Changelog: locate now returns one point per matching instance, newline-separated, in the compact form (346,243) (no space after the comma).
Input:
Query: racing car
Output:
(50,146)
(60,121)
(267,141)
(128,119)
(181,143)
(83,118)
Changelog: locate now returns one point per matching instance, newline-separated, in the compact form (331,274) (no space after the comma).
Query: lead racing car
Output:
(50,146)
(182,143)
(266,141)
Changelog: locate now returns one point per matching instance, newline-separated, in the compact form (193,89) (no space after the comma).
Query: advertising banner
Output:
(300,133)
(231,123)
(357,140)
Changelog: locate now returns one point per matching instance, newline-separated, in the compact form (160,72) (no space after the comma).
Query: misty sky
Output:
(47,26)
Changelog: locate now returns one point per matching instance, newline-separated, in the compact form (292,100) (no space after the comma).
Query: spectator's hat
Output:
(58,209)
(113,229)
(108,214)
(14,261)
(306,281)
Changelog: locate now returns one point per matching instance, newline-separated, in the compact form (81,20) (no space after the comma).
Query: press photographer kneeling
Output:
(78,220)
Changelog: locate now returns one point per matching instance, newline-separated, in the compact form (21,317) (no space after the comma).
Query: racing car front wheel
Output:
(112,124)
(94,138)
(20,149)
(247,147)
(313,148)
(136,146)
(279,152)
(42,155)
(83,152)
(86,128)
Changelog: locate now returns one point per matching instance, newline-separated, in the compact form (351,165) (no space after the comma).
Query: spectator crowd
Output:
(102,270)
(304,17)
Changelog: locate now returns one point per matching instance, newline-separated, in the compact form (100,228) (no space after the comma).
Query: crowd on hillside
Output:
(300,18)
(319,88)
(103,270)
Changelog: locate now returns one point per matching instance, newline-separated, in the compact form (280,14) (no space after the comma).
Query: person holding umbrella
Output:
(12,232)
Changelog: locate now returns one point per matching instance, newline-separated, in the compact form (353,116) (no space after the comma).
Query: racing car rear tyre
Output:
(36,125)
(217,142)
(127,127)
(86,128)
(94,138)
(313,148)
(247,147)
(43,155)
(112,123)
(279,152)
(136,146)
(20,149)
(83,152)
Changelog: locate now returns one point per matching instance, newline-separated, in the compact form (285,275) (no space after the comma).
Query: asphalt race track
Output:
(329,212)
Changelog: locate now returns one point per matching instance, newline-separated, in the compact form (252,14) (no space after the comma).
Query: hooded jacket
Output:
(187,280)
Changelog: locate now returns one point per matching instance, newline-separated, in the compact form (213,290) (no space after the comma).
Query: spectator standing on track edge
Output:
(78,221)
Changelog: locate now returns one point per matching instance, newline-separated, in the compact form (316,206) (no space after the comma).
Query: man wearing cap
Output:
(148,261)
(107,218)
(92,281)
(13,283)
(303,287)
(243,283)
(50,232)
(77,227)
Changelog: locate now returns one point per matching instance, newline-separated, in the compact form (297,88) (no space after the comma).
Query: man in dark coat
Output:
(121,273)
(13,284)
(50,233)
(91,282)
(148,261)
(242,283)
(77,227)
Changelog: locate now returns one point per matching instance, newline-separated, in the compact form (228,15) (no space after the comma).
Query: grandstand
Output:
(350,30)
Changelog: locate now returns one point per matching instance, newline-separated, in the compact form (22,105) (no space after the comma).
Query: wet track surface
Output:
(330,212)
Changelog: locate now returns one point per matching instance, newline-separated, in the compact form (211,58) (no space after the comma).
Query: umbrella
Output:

WRITTEN PROBLEM:
Every entry should be output exactly as written, please.

OUTPUT:
Changelog: locate now returns one point per matching instance, newline-separated, in the compact form (346,243) (no space after the comma).
Input:
Query: racing car
Output:
(50,146)
(60,121)
(267,141)
(128,119)
(181,143)
(83,118)
Changelog: locate now returns one point per matching instance, newline-separated, in the compact form (331,274) (no space after the comma).
Query: lead racing car
Output:
(50,146)
(182,143)
(266,141)
Changelog: locate now returns one point per matching instance, newline-separated, in the compact form (193,89) (no space after the comma).
Query: advertising banner
Output:
(300,133)
(231,123)
(357,140)
Changelog: locate now returns one point per matching instance, newline-separated, in the compact form (160,72) (no space after the comma).
Query: misty sky
Output:
(47,26)
Changelog: locate now returns one point per matching instance, newline-separated, in the compact form (292,100) (no space after the comma).
Query: spectator's hat
Output:
(58,209)
(113,229)
(108,214)
(14,261)
(306,281)
Changelog: locate now returns one point per matching instance, newline-separated, in the compact form (81,20) (no space after the comma).
Query: press photographer kneeling
Output:
(78,220)
Changelog: locate now returns one point per matching instance, newline-separated, in the compact form (21,317) (no space after the comma).
Query: racing car front wheel
Output:
(112,124)
(94,138)
(20,149)
(247,147)
(313,148)
(136,146)
(279,152)
(42,155)
(83,152)
(86,128)
Changelog: locate now returns one point per matching instance, newline-separated, in the compact form (351,165) (no space after the comma).
Query: spectator crowd
Output:
(102,270)
(304,17)
Changelog: locate now returns one point per matching instance, newline-separated, in the compact form (100,228) (no space after the comma).
Query: crowd on hillside
Output:
(300,18)
(319,88)
(103,270)
Changelog: locate now returns one point per matching instance, newline-separated, in the compact form (280,14) (no space after the comma).
Query: person holding umbrella
Output:
(12,232)
Changelog: locate now returns one point per matching instance, newline-separated, in the compact form (353,116) (no space after the comma).
Query: racing car rear tyre
Output:
(36,125)
(217,142)
(127,127)
(86,128)
(94,138)
(313,148)
(247,147)
(43,155)
(112,123)
(279,152)
(136,146)
(20,149)
(83,152)
Changelog: locate now returns one point per matching instance, newline-separated, in the compact form (285,275) (no space after the comma).
Query: asphalt race track
Output:
(329,212)
Changelog: locate now returns one point per matching instance, newline-separated, in the compact form (252,14) (no space after the comma).
Query: hooded jacket
Output:
(187,280)
Changelog: locate now returns one point per matching instance, newline-separated, in the compact form (213,290) (no space after the comma).
Query: spectator standing on track edge
Output:
(78,221)
Changelog: locate now returns one point per matching instance, newline-separated, in the compact form (316,206) (no space after the comma).
Query: man wearing cap
Output:
(148,261)
(107,218)
(92,281)
(13,283)
(303,287)
(243,283)
(50,232)
(77,227)
Changelog: locate now returns one point per matching instance, newline-separated, in the compact form (297,88) (no space after the comma).
Query: man in dark coat
Output:
(121,273)
(13,284)
(50,233)
(91,282)
(148,261)
(242,283)
(77,227)
Changelog: locate now returns one point per matching instance, newline-separated, in the compact form (228,15) (no space after the comma).
Query: grandstand
Output:
(350,30)
Changelog: locate now returns one point per matching instance, newline-separated, in the compact form (22,105) (no space after the comma).
Query: wet track surface
Output:
(330,212)
Changelog: locate now returns one point per matching instance, newline-separated, in the compact form (211,58) (no space after the comma).
Query: umbrella
Output:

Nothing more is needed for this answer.